OBJECTIVE 1:
List every component in the patent claim text below whose name ends in the word "unit" or "units".

TEXT PASSAGE:

* * * * * * * * *

3. The audio signal processing device according to claim 2, wherein
the crosstalk cancellation processing unit further performs a
process of canceling crosstalk components of the audio signals of
the two channels of the left and right channels that have been
subjected to the cancellation process, on the audio signals of the
left and right channels that have been subjected to the
cancellation process.
4. An audio signal processing method in an audio signal processing
device for generating and outputting audio signals of two channels
to be acoustically reproduced by two electro-acoustic transducing
units installed toward a listener, from audio signals of a
plurality of channels, which are 2 or more channels, the audio
signal processing method comprising: a head-related transfer
function convolution process of convoluting, by a head-related
transfer function convolution processing unit, head-related
transfer functions for allowing a sound image to be localized in
virtual sound localization positions supposed for the respective
channels of the plurality of channels, which are 2 or more
channels, and to be listened to when acoustical reproduction is
performed by the two electro-acoustic transducing units, with audio
signals of the respective channels of the plurality of channels;
and a 2-channel signal generation process of generating, by a
2-channel signal generation unit, audio signals of two channels to
be supplied to the two electro-acoustic transducing units, from the
audio signals of the plurality of channels as a result of
processing in the head-related transfer function convolution
process, wherein the head-related transfer function convolution
process includes a convolution process of reading data of a
double-normalized head-related transfer function from a storage
unit and convoluting the data with the audio signals, the storage
unit having the data of the double-normalized head-related transfer
function stored thereon, and the double-normalized head-related
transfer function is obtained, for each of the plurality of
channels, by normalizing a normalized head-related transfer
function obtained by normalizing a head-related transfer function
measured from only sound waves directly reaching acoustic-electric
conversion means installed in positions near both ears of the
listener by picking up sound waves generated in supposed sound
source positions using the acoustic-electric conversion means in a
state in which a dummy head or a person is present in a position of
the listener, with a pristine state transfer characteristic
measured from only sound waves directly reaching the
acoustic-electric conversion means by picking up the sound waves
generated in the supposed sound source position using the
acoustic-electric conversion means in a pristine state in which the
dummy head or the person is not present, using a normalized
head-related transfer function obtained by normalizing a
head-related transfer function measured from only sound waves
directly reaching acoustic-electric conversion means installed in
the positions near both ears of the listener by picking up sound
waves separately generated by the two electro-acoustic transducing
units using the acoustic-electric conversion means in the state in
which the dummy head or the person is present in the position of
the listener, with a pristine state transfer characteristic
measured from only sound waves directly reaching the
acoustic-electric conversion means by picking up the sound waves
separately generated by the two electro-acoustic transducing units
using the acoustic-electric conversion means in the pristine state
in which the dummy head or the person is not present.

* * * * * * * * *

OBJECTIVE 2:
Count the lines of the records below that contain the string "foot", matching case exactly. Reply with the number alone.

PROVIDED ENTRIES:
* * * * * * * * *

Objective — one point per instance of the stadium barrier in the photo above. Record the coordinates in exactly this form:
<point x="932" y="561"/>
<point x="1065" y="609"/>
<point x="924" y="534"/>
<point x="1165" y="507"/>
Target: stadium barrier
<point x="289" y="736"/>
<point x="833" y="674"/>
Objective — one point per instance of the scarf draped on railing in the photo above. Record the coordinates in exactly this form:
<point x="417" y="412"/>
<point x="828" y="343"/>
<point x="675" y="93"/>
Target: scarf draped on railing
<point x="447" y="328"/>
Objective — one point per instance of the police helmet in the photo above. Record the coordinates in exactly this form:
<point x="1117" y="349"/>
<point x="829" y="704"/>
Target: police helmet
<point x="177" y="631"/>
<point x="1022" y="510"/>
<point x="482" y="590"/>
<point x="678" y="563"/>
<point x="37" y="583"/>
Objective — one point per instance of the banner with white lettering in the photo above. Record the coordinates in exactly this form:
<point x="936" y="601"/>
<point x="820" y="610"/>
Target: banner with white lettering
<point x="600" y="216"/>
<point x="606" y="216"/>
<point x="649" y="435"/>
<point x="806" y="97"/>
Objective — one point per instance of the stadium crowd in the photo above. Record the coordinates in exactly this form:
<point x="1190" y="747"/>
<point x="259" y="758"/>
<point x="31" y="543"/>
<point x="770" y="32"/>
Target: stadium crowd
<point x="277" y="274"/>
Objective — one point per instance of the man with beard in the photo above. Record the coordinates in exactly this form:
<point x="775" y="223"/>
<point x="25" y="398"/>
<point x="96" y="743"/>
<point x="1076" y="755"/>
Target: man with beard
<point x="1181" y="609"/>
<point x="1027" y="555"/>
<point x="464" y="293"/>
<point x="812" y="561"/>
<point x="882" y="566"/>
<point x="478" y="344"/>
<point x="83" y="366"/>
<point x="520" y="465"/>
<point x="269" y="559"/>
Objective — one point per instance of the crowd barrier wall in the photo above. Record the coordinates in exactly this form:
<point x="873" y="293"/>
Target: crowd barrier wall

* * * * * * * * *

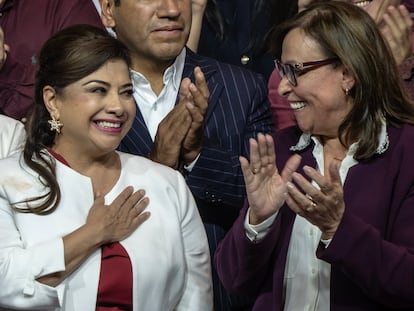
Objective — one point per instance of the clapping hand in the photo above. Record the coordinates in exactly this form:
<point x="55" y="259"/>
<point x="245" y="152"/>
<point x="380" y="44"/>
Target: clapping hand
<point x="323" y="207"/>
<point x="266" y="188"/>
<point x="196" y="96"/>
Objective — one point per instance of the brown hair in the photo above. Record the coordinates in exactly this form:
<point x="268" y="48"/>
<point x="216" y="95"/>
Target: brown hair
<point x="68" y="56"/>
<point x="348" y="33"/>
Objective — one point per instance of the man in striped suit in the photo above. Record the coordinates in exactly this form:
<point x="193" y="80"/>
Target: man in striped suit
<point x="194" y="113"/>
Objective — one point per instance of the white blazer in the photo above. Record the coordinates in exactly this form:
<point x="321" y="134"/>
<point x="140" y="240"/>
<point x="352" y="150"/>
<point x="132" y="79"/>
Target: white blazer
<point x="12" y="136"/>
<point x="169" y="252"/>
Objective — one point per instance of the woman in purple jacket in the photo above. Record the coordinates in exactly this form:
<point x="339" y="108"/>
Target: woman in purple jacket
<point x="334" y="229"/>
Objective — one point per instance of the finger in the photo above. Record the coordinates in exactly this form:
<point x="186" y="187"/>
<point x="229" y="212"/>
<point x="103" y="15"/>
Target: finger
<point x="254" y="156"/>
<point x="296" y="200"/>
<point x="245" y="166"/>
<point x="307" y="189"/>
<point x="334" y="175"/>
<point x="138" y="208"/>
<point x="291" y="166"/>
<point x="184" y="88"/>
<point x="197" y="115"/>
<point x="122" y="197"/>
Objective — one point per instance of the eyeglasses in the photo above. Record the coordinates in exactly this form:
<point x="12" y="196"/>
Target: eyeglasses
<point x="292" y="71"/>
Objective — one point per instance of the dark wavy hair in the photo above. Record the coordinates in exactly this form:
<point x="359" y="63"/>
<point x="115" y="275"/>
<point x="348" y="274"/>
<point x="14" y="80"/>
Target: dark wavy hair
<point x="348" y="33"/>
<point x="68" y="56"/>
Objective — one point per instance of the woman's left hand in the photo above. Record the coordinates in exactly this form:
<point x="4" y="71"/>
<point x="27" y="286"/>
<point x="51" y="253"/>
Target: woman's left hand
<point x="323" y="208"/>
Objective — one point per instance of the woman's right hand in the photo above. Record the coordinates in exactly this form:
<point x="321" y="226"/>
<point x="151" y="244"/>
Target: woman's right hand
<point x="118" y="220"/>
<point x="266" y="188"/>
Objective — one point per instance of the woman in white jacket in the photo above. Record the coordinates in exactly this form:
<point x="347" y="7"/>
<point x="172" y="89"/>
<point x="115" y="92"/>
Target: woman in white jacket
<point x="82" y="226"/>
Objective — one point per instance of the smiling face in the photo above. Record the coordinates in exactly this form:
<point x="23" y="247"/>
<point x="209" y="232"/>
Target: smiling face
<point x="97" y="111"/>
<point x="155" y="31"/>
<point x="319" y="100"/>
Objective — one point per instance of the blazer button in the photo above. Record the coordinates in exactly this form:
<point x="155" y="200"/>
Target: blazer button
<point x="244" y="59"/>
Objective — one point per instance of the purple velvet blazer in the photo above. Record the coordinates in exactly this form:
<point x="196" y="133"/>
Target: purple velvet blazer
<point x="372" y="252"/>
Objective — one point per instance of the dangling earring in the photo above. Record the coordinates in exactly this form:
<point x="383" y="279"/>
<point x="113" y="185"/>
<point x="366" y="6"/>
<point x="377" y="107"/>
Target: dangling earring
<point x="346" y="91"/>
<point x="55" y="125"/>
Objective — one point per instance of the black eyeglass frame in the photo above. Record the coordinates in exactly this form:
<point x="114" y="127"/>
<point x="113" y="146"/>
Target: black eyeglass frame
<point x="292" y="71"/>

* * * * * * * * *

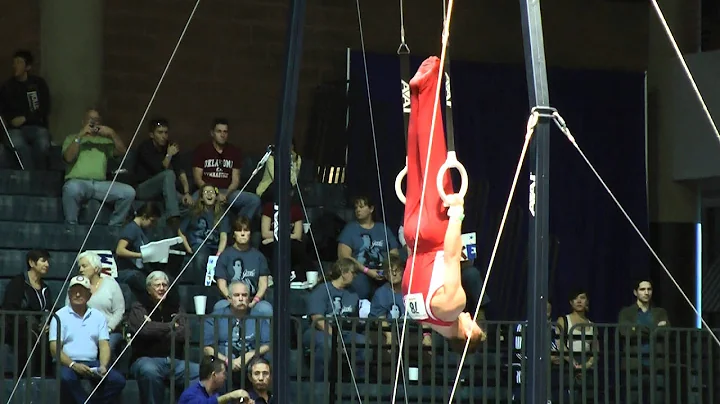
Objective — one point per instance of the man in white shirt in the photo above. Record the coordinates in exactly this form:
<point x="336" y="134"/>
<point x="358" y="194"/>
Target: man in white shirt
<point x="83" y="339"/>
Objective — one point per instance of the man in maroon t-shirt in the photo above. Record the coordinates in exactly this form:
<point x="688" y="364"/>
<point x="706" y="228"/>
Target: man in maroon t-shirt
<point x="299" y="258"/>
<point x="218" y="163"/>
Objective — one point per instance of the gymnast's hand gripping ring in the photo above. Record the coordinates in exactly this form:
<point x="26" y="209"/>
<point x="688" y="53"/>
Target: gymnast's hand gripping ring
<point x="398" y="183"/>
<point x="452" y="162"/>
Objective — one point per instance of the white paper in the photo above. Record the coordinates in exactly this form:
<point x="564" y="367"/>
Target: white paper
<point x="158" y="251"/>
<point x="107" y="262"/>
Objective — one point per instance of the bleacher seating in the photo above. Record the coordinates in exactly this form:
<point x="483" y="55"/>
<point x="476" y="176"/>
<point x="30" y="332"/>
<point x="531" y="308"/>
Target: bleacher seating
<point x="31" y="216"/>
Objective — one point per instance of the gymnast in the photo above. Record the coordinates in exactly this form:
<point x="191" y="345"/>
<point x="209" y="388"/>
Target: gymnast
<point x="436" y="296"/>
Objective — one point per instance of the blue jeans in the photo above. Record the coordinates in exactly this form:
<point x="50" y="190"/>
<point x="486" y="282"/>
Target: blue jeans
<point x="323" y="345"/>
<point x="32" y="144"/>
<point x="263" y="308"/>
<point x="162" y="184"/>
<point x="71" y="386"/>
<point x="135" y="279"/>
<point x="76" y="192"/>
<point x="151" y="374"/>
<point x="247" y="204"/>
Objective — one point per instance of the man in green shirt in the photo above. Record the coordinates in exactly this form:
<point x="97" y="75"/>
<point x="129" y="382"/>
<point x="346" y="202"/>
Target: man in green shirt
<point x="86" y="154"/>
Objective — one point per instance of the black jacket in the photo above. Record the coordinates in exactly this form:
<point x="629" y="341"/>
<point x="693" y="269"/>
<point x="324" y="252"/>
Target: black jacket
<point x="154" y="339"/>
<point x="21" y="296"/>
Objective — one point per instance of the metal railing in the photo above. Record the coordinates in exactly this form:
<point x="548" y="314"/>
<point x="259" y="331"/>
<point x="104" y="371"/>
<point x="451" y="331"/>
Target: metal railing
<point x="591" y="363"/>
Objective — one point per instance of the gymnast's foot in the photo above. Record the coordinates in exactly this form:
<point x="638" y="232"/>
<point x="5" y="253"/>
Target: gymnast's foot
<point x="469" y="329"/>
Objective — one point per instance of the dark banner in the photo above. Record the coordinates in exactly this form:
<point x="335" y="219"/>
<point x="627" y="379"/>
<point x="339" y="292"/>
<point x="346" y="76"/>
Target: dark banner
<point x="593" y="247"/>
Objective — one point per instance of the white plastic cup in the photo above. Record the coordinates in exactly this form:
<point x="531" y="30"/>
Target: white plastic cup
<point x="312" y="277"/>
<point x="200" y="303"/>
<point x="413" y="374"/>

* * * * * * * * *

WRITTEN RESPONSE 1:
- crosstalk cancellation processing unit
- electro-acoustic transducing units
- head-related transfer function convolution processing unit
- 2-channel signal generation unit
- storage unit

WRITTEN RESPONSE 2:
2